### Document segment
☆ ☆ ☆ ☆

Mr. Bob Cryer (Bradford, South) : On a point of order, Mr. Deputy Speaker. It has concerned me for some time that there is an archaic rule whereby, if the Adjournment debate starts before 10.30 pm, transport is not provided for staff although they might not leave the House until 11 pm or after. I understand that a Standing Committee is sitting tonight so that transport will be provided, but I am sure you will appreciate that to have to travel by tube or bus at 11 pm or later, and often for more than an hour, is not a pleasant prospect. I therefore wonder whether you, Mr. Deputy Speaker, would refer the matter to the relevant Committee to see whether the arbitrary rule according to which staff are denied transport for the sake of a few seconds can be changed to ensure that staff are properly catered for, as there is no doubt that it can be dangerous to travel on public transport late at night.

Mr. Dennis Skinner (Bolsover) : Further to that point of order, Mr. Deputy Speaker.

Mr. Deputy Speaker (Mr. Michael Morris) : Is it on the same subject?

☆ ☆ ☆ ☆

### Record list
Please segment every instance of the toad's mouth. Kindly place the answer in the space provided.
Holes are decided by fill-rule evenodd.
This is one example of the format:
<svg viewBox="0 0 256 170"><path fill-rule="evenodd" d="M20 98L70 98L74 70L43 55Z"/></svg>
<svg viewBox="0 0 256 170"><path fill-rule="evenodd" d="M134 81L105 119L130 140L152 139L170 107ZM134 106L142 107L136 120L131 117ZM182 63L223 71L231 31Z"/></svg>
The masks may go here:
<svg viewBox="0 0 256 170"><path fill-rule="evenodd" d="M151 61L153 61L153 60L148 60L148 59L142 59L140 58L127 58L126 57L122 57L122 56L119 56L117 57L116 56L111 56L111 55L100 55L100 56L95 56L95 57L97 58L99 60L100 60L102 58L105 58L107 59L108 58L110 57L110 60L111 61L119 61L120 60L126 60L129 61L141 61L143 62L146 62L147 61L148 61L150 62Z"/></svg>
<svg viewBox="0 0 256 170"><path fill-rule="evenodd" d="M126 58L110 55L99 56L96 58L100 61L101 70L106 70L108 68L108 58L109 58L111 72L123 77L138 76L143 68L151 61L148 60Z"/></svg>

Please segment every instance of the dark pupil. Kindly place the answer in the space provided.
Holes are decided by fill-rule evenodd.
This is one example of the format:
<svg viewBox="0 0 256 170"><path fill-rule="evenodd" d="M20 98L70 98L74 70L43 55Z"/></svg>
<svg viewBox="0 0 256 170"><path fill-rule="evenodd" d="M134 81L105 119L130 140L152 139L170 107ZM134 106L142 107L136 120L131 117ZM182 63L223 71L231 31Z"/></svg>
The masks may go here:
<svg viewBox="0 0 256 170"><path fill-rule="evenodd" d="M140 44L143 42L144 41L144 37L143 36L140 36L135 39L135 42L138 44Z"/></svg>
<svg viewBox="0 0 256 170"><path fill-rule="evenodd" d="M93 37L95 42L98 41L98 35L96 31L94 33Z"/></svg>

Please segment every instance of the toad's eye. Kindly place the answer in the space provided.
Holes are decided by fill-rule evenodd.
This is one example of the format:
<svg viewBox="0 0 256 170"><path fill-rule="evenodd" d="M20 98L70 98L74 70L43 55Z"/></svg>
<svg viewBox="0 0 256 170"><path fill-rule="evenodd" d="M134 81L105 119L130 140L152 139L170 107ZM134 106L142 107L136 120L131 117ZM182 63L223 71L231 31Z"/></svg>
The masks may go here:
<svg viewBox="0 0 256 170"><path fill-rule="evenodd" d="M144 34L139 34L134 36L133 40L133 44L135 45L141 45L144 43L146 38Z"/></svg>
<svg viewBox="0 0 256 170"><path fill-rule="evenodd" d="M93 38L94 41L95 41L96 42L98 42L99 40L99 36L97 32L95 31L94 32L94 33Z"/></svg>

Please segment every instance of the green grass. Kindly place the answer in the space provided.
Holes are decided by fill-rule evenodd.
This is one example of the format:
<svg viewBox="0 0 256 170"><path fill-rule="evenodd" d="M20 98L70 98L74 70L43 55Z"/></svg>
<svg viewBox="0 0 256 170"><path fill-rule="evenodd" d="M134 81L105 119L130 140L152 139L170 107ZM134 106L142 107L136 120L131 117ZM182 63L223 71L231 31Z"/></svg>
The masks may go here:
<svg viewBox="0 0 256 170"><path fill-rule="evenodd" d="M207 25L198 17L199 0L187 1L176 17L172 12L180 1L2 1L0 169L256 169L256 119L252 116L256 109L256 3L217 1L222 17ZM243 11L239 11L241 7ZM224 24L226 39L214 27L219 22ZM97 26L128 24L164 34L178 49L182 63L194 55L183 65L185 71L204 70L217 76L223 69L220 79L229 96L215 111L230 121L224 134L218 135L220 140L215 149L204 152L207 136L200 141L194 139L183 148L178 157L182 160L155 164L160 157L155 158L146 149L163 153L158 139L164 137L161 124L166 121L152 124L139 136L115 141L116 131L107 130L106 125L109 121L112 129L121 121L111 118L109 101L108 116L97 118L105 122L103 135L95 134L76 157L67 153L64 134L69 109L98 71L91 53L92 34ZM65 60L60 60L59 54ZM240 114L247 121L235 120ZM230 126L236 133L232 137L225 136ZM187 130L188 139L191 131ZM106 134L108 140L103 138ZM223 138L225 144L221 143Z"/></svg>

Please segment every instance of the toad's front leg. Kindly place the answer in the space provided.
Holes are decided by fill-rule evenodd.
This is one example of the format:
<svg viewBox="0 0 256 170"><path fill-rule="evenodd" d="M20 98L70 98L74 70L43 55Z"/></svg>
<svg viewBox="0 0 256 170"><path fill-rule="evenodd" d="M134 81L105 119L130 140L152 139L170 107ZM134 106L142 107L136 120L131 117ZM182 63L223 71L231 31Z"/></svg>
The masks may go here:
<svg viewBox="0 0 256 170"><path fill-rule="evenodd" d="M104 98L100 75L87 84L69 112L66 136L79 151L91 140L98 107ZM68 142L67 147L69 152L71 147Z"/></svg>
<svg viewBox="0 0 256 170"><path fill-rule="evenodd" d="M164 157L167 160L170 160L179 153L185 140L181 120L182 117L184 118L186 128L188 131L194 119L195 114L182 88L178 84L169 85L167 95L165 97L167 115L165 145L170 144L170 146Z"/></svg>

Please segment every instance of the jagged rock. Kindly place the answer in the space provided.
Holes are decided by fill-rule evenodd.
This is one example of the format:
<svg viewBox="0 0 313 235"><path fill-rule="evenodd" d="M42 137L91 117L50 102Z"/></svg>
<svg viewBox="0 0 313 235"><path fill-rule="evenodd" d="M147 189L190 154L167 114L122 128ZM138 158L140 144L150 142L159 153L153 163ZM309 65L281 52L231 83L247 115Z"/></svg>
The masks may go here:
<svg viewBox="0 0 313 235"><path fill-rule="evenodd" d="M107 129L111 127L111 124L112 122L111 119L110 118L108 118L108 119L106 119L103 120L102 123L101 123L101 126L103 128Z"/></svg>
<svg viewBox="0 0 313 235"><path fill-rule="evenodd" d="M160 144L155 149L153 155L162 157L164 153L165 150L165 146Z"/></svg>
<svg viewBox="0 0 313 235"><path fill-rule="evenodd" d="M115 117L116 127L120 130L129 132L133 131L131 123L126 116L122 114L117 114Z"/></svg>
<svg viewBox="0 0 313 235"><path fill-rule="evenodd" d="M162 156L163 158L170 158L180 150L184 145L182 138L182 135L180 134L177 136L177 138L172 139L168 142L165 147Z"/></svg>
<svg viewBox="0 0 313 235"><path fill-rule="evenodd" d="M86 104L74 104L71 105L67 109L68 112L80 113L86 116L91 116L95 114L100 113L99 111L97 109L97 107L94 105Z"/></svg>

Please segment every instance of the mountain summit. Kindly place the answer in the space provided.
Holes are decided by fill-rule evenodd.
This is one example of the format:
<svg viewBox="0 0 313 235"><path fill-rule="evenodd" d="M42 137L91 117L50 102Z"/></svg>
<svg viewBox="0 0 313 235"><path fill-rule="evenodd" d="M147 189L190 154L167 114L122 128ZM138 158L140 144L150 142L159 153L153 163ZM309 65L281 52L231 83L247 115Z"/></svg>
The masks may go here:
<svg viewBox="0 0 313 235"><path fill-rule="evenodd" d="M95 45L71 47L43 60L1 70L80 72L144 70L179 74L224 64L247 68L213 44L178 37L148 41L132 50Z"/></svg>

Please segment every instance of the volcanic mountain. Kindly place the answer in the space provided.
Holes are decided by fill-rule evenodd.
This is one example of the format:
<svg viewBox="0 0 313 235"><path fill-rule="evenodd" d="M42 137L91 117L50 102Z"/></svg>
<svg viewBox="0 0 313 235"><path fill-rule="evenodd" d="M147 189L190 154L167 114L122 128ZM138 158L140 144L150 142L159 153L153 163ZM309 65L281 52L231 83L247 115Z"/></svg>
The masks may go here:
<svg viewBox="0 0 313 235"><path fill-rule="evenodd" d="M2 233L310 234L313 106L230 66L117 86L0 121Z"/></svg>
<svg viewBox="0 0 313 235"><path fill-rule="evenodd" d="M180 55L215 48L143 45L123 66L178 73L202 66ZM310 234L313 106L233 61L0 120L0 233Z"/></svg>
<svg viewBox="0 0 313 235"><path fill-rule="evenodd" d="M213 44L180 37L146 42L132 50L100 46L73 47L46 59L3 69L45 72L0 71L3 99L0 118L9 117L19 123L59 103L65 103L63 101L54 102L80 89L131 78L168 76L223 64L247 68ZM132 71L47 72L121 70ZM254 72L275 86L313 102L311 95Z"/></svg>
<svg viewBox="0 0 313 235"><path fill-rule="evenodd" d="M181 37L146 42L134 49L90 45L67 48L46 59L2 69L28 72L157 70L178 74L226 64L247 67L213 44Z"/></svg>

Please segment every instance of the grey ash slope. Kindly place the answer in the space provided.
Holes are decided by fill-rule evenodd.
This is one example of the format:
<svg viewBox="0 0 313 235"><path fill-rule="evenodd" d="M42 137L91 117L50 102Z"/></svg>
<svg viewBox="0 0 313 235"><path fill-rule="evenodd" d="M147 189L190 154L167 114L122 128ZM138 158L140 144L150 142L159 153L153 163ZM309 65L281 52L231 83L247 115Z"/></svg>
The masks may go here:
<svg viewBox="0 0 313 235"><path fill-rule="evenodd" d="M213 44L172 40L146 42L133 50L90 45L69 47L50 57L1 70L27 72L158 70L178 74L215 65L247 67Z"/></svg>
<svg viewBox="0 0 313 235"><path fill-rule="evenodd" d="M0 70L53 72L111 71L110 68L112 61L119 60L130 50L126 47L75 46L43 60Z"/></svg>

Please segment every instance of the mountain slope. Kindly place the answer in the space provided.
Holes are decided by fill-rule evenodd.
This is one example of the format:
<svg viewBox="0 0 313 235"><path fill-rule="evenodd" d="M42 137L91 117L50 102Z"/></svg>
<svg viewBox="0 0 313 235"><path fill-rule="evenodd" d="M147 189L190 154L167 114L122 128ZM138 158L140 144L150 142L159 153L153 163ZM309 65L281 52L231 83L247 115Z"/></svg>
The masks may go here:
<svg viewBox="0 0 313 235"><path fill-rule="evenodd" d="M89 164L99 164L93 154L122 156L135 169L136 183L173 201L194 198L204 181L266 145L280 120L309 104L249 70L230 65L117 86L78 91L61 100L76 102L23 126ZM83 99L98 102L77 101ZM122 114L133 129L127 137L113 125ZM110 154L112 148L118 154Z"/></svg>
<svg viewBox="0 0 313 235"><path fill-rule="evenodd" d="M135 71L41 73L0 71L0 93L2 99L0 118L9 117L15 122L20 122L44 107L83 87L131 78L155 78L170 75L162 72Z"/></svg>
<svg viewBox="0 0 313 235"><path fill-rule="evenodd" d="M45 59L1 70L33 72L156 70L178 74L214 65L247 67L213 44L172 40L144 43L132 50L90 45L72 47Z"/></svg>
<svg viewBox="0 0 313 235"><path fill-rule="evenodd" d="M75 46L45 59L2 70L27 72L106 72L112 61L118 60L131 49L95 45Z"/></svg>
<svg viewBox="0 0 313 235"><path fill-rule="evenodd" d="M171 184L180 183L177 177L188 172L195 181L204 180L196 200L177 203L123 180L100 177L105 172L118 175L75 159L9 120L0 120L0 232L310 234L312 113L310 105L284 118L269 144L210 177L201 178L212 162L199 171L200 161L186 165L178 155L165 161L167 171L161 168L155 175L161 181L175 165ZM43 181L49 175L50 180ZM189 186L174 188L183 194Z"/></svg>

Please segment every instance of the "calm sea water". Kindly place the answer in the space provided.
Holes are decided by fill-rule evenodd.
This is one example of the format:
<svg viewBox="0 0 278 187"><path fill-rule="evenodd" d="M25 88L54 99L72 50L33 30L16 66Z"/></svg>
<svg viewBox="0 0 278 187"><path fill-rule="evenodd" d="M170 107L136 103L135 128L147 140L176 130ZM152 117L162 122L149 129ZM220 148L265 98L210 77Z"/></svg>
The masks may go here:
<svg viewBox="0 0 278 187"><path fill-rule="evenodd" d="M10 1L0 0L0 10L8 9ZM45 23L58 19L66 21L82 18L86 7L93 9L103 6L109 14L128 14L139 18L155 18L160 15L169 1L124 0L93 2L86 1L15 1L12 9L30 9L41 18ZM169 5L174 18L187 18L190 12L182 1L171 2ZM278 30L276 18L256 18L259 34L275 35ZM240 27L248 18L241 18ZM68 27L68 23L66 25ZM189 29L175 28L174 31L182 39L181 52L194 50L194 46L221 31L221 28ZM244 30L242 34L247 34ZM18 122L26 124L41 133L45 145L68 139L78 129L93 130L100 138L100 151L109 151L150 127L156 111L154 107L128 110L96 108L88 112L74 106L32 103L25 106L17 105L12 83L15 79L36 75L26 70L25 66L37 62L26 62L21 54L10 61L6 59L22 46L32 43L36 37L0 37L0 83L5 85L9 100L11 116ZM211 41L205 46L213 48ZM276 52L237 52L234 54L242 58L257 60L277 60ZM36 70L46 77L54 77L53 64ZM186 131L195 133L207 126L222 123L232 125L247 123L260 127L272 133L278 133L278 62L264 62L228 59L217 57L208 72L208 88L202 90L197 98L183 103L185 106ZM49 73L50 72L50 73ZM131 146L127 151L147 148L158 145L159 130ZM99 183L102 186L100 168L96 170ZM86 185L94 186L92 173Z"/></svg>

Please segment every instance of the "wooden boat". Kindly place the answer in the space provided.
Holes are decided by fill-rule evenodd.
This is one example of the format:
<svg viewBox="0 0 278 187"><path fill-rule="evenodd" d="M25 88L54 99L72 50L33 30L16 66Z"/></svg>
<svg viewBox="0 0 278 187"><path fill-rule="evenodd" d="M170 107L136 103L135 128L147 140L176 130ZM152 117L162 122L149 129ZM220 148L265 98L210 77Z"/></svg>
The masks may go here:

☆ ☆ ☆ ☆

### Prompt
Rewrite everything in the parliamentary exchange from "Mr. Dennis Skinner" down to "the same subject?", replacing "subject" with "topic".

### Written solution
Mr. Dennis Skinner (Bolsover) : Further to that point of order, Mr. Deputy Speaker.

Mr. Deputy Speaker (Mr. Michael Morris) : Is it on the same topic?